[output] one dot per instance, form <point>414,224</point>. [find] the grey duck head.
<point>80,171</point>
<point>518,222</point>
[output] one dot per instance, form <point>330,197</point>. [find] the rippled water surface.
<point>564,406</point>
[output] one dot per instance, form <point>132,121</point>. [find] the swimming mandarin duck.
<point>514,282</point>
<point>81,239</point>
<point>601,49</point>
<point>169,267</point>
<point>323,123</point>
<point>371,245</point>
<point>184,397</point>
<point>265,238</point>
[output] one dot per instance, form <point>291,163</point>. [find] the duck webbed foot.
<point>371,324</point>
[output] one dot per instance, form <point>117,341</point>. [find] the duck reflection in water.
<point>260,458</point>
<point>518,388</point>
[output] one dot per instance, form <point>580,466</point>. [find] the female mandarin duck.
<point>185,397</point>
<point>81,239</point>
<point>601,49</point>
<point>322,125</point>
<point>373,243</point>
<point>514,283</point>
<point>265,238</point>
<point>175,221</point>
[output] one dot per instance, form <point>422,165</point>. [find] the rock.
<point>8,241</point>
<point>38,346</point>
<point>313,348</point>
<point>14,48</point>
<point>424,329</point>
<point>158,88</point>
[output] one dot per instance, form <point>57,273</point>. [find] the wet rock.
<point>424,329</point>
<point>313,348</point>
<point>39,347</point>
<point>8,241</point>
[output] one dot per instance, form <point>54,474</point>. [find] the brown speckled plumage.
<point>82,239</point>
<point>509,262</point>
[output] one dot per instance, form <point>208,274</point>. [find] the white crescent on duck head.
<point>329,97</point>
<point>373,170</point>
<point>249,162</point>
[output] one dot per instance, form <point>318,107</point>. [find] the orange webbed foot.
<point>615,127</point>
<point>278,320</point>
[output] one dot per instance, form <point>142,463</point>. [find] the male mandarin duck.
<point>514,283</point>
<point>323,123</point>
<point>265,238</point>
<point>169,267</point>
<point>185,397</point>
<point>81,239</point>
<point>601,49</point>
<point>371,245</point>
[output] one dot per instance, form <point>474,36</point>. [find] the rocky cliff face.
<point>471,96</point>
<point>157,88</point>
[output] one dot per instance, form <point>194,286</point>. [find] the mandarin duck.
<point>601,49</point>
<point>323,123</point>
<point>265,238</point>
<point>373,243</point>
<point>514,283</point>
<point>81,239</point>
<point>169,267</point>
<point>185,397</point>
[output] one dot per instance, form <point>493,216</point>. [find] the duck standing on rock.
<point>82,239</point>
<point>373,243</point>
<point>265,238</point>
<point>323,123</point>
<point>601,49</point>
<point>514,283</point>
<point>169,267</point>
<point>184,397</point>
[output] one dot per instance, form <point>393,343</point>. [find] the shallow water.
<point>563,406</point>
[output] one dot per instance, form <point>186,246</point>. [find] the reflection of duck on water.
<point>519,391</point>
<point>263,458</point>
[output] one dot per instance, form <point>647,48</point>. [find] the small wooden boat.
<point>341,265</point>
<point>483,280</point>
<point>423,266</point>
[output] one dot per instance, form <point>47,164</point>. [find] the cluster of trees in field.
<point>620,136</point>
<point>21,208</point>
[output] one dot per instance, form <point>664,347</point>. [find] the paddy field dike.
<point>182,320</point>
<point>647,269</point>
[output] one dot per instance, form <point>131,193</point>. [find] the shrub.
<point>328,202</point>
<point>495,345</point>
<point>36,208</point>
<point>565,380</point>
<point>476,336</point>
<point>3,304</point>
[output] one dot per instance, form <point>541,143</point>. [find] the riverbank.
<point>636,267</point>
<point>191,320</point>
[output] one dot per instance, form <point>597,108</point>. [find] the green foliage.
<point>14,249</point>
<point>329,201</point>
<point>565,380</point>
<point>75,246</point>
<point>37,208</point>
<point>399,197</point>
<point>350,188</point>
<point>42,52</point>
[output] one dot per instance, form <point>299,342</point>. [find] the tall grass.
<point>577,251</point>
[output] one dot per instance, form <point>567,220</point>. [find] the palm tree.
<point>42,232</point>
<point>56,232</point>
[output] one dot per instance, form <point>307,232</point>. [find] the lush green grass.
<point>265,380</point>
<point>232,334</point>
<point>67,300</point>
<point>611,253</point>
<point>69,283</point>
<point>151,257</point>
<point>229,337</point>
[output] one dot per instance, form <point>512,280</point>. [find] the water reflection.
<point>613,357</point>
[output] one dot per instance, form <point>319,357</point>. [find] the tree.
== == ==
GIVEN EXERCISE.
In the listing above, copy out the lines from the line with "[output] one dot per instance, form <point>117,341</point>." to the line with "<point>175,221</point>", including both of those lines. Leave every character unchanged.

RESULT OF THE TASK.
[output] one dot per instance, form <point>117,341</point>. [find] the duck reflection in water.
<point>260,458</point>
<point>518,388</point>
[output] one dot per instance, form <point>580,466</point>. [find] the female mandarin duck.
<point>185,397</point>
<point>81,239</point>
<point>601,49</point>
<point>322,125</point>
<point>373,243</point>
<point>514,283</point>
<point>265,238</point>
<point>175,221</point>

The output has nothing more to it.